Your answer must be the records, copied with no change.

○ ○ ○ ○

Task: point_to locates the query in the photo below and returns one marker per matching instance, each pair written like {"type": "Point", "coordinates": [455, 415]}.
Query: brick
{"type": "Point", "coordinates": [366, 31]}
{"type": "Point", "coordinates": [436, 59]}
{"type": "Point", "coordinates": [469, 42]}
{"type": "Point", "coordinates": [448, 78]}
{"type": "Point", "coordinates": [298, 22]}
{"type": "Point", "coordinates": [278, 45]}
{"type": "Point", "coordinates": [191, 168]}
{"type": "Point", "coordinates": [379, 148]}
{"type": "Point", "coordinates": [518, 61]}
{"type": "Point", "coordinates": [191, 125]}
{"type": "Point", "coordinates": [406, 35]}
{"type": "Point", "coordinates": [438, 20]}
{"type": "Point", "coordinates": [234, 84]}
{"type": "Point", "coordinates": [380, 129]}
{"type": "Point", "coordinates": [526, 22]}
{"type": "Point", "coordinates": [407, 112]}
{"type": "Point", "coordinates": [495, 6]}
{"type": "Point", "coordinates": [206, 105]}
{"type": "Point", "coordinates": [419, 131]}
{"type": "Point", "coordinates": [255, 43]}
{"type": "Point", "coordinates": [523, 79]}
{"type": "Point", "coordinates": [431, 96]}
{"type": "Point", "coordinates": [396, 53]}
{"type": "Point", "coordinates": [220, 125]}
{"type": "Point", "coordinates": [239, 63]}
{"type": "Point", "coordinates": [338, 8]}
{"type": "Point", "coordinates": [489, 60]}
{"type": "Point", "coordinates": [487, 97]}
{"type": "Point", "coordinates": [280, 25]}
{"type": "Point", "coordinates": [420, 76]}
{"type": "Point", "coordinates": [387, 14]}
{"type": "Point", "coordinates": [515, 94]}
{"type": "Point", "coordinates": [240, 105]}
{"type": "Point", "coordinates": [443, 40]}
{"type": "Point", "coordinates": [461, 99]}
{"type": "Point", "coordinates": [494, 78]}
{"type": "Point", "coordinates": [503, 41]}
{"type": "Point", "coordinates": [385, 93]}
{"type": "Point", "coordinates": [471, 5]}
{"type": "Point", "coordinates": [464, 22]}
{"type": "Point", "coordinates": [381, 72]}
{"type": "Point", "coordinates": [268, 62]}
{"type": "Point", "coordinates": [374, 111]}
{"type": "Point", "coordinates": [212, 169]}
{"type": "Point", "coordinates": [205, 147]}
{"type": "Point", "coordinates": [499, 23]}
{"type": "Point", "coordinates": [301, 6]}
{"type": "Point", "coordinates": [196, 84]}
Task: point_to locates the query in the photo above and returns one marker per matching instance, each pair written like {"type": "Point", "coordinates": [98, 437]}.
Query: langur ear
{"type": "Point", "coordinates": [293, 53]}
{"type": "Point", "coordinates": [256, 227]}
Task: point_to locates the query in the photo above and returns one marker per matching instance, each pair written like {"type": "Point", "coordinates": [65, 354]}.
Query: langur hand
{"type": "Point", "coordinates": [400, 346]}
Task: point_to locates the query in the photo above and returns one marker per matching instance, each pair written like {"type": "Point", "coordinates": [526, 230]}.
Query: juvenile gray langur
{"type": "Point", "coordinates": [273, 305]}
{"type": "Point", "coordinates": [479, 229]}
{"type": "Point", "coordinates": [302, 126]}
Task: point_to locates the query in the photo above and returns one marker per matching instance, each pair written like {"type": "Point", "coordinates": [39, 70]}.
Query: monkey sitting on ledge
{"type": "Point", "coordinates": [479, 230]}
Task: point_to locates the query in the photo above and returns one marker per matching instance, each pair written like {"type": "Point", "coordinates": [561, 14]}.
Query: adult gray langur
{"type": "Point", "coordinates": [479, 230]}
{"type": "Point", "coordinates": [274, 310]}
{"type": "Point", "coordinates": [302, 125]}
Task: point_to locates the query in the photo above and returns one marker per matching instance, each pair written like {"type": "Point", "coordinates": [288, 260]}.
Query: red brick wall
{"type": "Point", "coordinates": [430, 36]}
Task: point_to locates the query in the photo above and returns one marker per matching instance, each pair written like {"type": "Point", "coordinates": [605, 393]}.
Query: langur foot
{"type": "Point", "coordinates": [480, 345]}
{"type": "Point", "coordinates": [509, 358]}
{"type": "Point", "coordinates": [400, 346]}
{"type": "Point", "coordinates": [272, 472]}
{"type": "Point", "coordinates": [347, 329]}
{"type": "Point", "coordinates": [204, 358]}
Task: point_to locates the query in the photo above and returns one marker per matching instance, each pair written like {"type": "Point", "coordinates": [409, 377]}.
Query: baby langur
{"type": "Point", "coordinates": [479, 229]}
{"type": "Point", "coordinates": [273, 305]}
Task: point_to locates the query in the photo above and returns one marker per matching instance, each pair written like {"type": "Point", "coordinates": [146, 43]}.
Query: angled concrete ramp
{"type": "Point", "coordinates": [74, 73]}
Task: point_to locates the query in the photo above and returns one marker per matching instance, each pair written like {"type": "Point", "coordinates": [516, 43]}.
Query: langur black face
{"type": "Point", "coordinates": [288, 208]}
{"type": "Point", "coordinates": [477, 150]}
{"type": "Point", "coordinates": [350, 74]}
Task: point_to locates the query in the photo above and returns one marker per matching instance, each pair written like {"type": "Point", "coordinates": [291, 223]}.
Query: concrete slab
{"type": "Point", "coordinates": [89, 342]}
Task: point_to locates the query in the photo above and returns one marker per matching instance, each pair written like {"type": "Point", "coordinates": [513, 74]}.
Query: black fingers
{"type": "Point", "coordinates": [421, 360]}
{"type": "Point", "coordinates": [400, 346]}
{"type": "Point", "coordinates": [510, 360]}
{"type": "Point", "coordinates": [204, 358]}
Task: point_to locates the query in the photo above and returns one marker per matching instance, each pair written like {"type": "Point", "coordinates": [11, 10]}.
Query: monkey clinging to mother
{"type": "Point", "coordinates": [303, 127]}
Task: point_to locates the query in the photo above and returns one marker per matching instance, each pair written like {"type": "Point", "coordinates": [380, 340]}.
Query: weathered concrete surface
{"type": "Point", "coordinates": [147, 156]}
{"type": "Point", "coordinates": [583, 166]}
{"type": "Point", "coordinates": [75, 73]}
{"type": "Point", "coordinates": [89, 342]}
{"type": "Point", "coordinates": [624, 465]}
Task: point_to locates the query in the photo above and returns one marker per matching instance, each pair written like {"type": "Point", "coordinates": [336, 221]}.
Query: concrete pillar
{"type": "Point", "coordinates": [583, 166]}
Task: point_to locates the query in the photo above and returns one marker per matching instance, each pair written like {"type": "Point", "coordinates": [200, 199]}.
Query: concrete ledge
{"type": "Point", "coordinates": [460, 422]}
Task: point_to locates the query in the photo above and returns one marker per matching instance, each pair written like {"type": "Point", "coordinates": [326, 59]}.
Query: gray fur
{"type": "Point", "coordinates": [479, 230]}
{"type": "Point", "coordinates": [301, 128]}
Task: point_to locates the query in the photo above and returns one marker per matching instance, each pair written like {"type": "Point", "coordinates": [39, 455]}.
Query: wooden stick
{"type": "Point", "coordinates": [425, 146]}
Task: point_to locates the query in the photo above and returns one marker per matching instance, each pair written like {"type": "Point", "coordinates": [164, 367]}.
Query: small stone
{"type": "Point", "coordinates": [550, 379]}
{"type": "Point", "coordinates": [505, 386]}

○ ○ ○ ○

*The completed task*
Task: point_to locates the query in the photo below and returns one marker per matching instance, each pair written like {"type": "Point", "coordinates": [455, 415]}.
Query: brick
{"type": "Point", "coordinates": [366, 31]}
{"type": "Point", "coordinates": [436, 59]}
{"type": "Point", "coordinates": [469, 42]}
{"type": "Point", "coordinates": [448, 78]}
{"type": "Point", "coordinates": [298, 22]}
{"type": "Point", "coordinates": [278, 45]}
{"type": "Point", "coordinates": [191, 168]}
{"type": "Point", "coordinates": [379, 148]}
{"type": "Point", "coordinates": [518, 61]}
{"type": "Point", "coordinates": [191, 125]}
{"type": "Point", "coordinates": [406, 35]}
{"type": "Point", "coordinates": [438, 20]}
{"type": "Point", "coordinates": [234, 84]}
{"type": "Point", "coordinates": [380, 129]}
{"type": "Point", "coordinates": [526, 22]}
{"type": "Point", "coordinates": [407, 112]}
{"type": "Point", "coordinates": [495, 6]}
{"type": "Point", "coordinates": [206, 105]}
{"type": "Point", "coordinates": [419, 131]}
{"type": "Point", "coordinates": [255, 43]}
{"type": "Point", "coordinates": [523, 79]}
{"type": "Point", "coordinates": [431, 96]}
{"type": "Point", "coordinates": [396, 53]}
{"type": "Point", "coordinates": [220, 125]}
{"type": "Point", "coordinates": [239, 63]}
{"type": "Point", "coordinates": [338, 8]}
{"type": "Point", "coordinates": [489, 60]}
{"type": "Point", "coordinates": [487, 97]}
{"type": "Point", "coordinates": [280, 25]}
{"type": "Point", "coordinates": [420, 76]}
{"type": "Point", "coordinates": [387, 14]}
{"type": "Point", "coordinates": [515, 94]}
{"type": "Point", "coordinates": [240, 105]}
{"type": "Point", "coordinates": [443, 40]}
{"type": "Point", "coordinates": [461, 99]}
{"type": "Point", "coordinates": [494, 78]}
{"type": "Point", "coordinates": [503, 41]}
{"type": "Point", "coordinates": [385, 93]}
{"type": "Point", "coordinates": [471, 5]}
{"type": "Point", "coordinates": [464, 22]}
{"type": "Point", "coordinates": [381, 72]}
{"type": "Point", "coordinates": [268, 62]}
{"type": "Point", "coordinates": [374, 111]}
{"type": "Point", "coordinates": [212, 169]}
{"type": "Point", "coordinates": [205, 147]}
{"type": "Point", "coordinates": [499, 23]}
{"type": "Point", "coordinates": [301, 6]}
{"type": "Point", "coordinates": [196, 84]}
Task: point_to locates the query in the photo above and returns one marker per matching instance, each pair written like {"type": "Point", "coordinates": [98, 437]}.
Query: langur ear
{"type": "Point", "coordinates": [293, 53]}
{"type": "Point", "coordinates": [256, 227]}
Task: point_to locates the query in the photo above and returns one marker per matching instance, each pair written like {"type": "Point", "coordinates": [65, 354]}.
Query: langur hand
{"type": "Point", "coordinates": [400, 346]}
Task: point_to locates the query in the photo above and returns one marker per matching instance, each pair written like {"type": "Point", "coordinates": [526, 230]}.
Query: juvenile gray langur
{"type": "Point", "coordinates": [273, 305]}
{"type": "Point", "coordinates": [479, 229]}
{"type": "Point", "coordinates": [302, 126]}
Task: point_to locates the query in the photo above and returns one marker per matching instance, each pair written like {"type": "Point", "coordinates": [39, 70]}.
Query: monkey sitting on ledge
{"type": "Point", "coordinates": [479, 230]}
Task: point_to locates the query in the photo above and returns one marker per matching instance, each pair written like {"type": "Point", "coordinates": [561, 14]}.
Query: adult gray langur
{"type": "Point", "coordinates": [479, 230]}
{"type": "Point", "coordinates": [274, 310]}
{"type": "Point", "coordinates": [302, 125]}
Task: point_to locates the query in the photo above and returns one marker per matching instance, each pair written like {"type": "Point", "coordinates": [288, 260]}.
Query: red brick wall
{"type": "Point", "coordinates": [430, 36]}
Task: point_to locates the query in the photo above and returns one marker per matching instance, each pair written like {"type": "Point", "coordinates": [605, 393]}.
Query: langur foot
{"type": "Point", "coordinates": [480, 345]}
{"type": "Point", "coordinates": [509, 358]}
{"type": "Point", "coordinates": [400, 346]}
{"type": "Point", "coordinates": [272, 472]}
{"type": "Point", "coordinates": [347, 329]}
{"type": "Point", "coordinates": [204, 358]}
Task: point_to locates the query in the photo above and returns one marker per matching instance, each pair written like {"type": "Point", "coordinates": [409, 377]}.
Query: baby langur
{"type": "Point", "coordinates": [479, 229]}
{"type": "Point", "coordinates": [273, 305]}
Task: point_to locates the query in the photo above and returns one marker per matching instance, each pair written like {"type": "Point", "coordinates": [146, 43]}.
Query: angled concrete ramp
{"type": "Point", "coordinates": [74, 73]}
Task: point_to locates the query in the photo above and returns one marker per matching instance, each pair written like {"type": "Point", "coordinates": [516, 43]}.
Query: langur black face
{"type": "Point", "coordinates": [288, 208]}
{"type": "Point", "coordinates": [477, 150]}
{"type": "Point", "coordinates": [350, 74]}
Task: point_to locates the query in the photo above and returns one marker per matching instance, each pair written like {"type": "Point", "coordinates": [291, 223]}.
Query: concrete slab
{"type": "Point", "coordinates": [89, 342]}
Task: point_to locates the query in the photo above and returns one marker per matching instance, each pair written like {"type": "Point", "coordinates": [513, 74]}.
Query: black fingers
{"type": "Point", "coordinates": [421, 360]}
{"type": "Point", "coordinates": [400, 346]}
{"type": "Point", "coordinates": [510, 360]}
{"type": "Point", "coordinates": [204, 358]}
Task: point_to locates the query in the photo above and returns one marker per matching instance, each pair written like {"type": "Point", "coordinates": [11, 10]}.
Query: monkey clinging to mother
{"type": "Point", "coordinates": [303, 127]}
Task: point_to locates the query in the photo above and returns one marker per matching instance, each pair written like {"type": "Point", "coordinates": [380, 340]}.
Query: weathered concrete surface
{"type": "Point", "coordinates": [147, 156]}
{"type": "Point", "coordinates": [583, 166]}
{"type": "Point", "coordinates": [75, 73]}
{"type": "Point", "coordinates": [89, 342]}
{"type": "Point", "coordinates": [624, 465]}
Task: point_to locates the query in the photo above and returns one marker per matching instance, each pair written like {"type": "Point", "coordinates": [336, 221]}.
Query: concrete pillar
{"type": "Point", "coordinates": [583, 166]}
Task: point_to locates the query in the photo above and returns one marker per matching instance, each pair written like {"type": "Point", "coordinates": [200, 199]}.
Query: concrete ledge
{"type": "Point", "coordinates": [460, 422]}
Task: point_to locates the query in the photo above and returns one marker per matching instance, each pair written like {"type": "Point", "coordinates": [326, 59]}.
Query: gray fur
{"type": "Point", "coordinates": [479, 230]}
{"type": "Point", "coordinates": [301, 128]}
Task: point_to locates the query in the photo above and returns one marker per matching instance, each pair written like {"type": "Point", "coordinates": [39, 455]}.
Query: wooden stick
{"type": "Point", "coordinates": [425, 146]}
Task: point_to locates the query in the photo above and returns one marker per matching instance, each pair written like {"type": "Point", "coordinates": [164, 367]}.
Query: small stone
{"type": "Point", "coordinates": [550, 379]}
{"type": "Point", "coordinates": [505, 386]}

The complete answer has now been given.